## Objective A
Name every filesystem that the excerpt on distributed filesystems below lists as another good candidate beyond its three main options.

Disruptor free zone.

Its long been our plan to move to a better network filesystem than NFS - ideally a distributed one so that we can get rid of our current NFS+DRBD+Pacemaker storage servers, and move to something a bit more integrated and active/active.

Looking at our requirements the options are; Lustre, Gluster or MooseFS.  There are lots of other good candidates out there; Pomegranate, Mogile, Sector/Sphere, Ceph etc... See the wikipedia page on distributed filesystems for more detail.

Here are our first impressions, and some basic performance data comparisons.

(Updated 29/Jul/2011 - following some very helpful feedback from a gluster architect about some areas that could have been much clearer).

Our use case is bulk data in large files - straight forward filesystem operations in other words.

Having written bits of a FUSE based file system I'm a bit cautious of them - probably down to "familiarily breeding contempt" more than anything else. So as both gluster and moosefs are FUSE based, I was a little dubious to start with. I'm still of the opinion that an in kernel filesystem client would probably benefit in terms of throughput, latency and the ability to use the page cache for async writes. 

I could write several paragraphs on the filesystems we didn't look at, but of all of them the only one that could be considered in the same categories of - "Free", "Production Ready", "In Wide Use", "Not Requiring Bleeding Edge Kernel" was Lustre. 

Which is now owned by Oracle Corp.

## Data listing
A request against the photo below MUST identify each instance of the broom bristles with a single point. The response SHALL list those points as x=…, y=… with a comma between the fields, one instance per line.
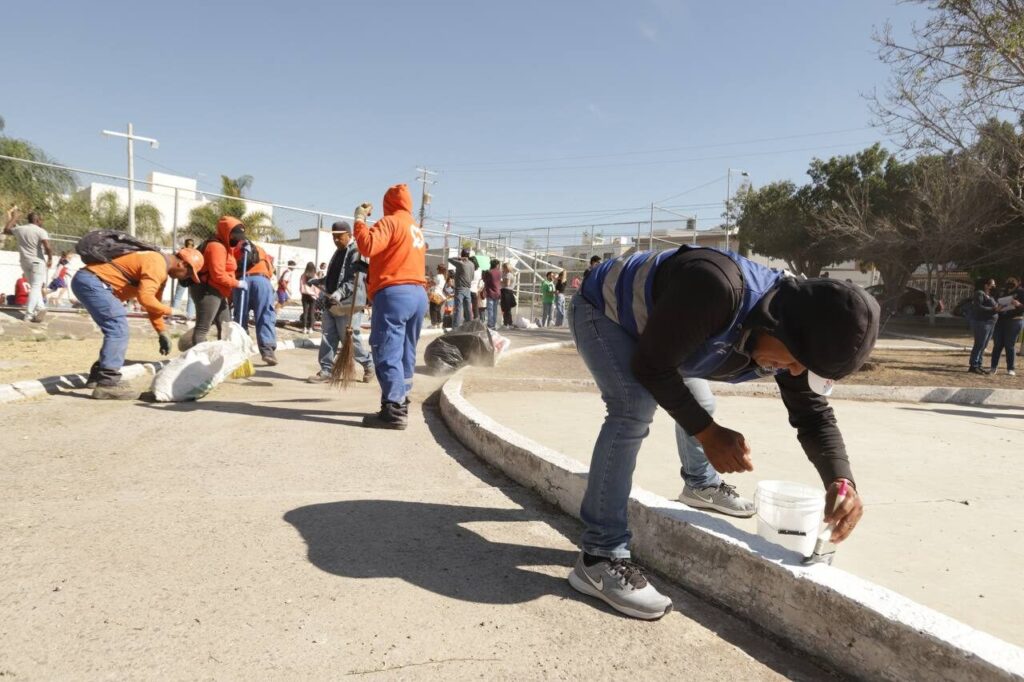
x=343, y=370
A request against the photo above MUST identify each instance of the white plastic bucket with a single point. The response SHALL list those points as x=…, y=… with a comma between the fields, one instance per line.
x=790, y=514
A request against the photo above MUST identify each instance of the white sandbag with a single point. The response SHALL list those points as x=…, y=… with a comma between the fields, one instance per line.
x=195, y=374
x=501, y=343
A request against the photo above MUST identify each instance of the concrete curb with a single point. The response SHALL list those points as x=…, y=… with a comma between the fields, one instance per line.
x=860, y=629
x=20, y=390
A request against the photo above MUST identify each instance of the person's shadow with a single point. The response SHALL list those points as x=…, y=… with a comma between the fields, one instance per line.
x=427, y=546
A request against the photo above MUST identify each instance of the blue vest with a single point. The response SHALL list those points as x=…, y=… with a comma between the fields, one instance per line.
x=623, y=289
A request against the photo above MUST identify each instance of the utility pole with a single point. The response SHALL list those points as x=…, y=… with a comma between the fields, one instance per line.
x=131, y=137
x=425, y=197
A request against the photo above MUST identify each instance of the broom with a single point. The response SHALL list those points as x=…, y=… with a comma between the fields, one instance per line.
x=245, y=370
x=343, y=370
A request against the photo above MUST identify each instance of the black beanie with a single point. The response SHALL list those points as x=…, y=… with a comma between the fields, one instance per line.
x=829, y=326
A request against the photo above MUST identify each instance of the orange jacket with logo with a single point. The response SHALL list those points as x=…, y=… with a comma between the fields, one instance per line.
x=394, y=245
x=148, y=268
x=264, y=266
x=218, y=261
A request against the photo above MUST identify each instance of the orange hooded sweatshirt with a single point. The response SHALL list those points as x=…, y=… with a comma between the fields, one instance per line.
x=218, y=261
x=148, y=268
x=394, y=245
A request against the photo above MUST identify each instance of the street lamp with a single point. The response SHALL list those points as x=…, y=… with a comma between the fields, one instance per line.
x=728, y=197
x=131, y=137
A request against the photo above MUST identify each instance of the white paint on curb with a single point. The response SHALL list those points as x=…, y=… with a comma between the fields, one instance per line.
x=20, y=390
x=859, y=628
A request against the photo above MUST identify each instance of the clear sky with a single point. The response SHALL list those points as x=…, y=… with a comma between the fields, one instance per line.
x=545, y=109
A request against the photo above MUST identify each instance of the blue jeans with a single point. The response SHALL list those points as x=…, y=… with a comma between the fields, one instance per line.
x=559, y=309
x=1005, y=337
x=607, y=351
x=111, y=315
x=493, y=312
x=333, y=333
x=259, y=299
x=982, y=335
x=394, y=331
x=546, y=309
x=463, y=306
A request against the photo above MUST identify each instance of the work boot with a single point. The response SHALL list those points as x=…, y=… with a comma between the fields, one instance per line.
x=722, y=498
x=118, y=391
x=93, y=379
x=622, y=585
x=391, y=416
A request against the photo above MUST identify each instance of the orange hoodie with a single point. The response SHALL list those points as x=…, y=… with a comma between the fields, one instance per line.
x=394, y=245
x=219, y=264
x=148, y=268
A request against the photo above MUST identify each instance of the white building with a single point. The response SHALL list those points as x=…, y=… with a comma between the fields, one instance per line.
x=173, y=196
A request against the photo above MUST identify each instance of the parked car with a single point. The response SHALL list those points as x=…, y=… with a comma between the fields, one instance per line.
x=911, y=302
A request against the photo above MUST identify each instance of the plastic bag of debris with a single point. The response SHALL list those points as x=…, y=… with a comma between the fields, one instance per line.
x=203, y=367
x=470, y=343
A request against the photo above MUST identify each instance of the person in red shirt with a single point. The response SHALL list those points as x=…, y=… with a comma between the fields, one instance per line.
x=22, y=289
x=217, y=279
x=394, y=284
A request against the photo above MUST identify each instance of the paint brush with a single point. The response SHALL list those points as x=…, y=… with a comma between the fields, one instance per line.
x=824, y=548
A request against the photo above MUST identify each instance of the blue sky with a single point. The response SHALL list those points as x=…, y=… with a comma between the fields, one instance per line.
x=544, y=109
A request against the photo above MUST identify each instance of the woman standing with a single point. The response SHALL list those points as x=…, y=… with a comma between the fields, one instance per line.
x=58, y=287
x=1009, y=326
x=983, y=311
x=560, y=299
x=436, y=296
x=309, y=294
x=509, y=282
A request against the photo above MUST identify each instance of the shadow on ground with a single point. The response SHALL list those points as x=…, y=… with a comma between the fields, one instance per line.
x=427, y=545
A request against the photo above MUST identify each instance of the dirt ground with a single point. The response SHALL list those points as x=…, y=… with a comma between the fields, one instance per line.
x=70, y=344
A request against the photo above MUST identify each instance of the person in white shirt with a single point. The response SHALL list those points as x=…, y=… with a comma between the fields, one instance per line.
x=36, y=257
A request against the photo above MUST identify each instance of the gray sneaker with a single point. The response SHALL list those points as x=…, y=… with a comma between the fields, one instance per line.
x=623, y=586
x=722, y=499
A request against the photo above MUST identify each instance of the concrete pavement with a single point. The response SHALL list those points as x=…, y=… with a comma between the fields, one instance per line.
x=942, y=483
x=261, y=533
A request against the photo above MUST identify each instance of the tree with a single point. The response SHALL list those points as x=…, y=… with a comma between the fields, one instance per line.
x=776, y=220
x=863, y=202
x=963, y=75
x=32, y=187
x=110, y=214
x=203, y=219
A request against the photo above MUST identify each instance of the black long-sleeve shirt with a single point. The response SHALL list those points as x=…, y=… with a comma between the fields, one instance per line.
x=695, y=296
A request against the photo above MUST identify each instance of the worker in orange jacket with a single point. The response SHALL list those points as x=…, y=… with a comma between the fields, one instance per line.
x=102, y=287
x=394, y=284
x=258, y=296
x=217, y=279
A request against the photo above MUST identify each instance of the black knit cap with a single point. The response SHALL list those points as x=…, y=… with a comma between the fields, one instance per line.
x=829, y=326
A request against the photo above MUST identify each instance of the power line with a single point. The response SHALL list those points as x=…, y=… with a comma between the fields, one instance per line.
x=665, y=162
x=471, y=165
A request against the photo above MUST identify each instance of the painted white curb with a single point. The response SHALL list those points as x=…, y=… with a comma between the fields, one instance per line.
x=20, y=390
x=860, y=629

## Objective B
In the records above, revise the lines running from the one containing "the orange hoodie" down to the one containing "x=470, y=343", replacing "single point" with "single marker" and leaving all else unchanged.

## Exercise output A
Pomegranate
Mogile
Sector/Sphere
Ceph

## Exercise output B
A request against the photo above MUST identify each instance of the orange hoodie with a single marker. The response SHALL list those points as x=…, y=… with a comma between the fields, one instance per line.
x=394, y=245
x=219, y=264
x=148, y=268
A request against the photo above MUST identify each instance of the white building with a single marker. The response SHALL list those points as x=…, y=… with a comma between the fields, one instance per line.
x=173, y=196
A request against the photo above MUST identify each instance of the parked car with a single marker. The response SHALL list those points as x=…, y=… with a comma between the fields, one instance per line.
x=911, y=302
A request against the photo above MUST identify each instance of the plastic bag of debris with a single marker. The response SHALL list those points as x=…, y=… with a comma between the fields, one instance per line.
x=203, y=367
x=470, y=343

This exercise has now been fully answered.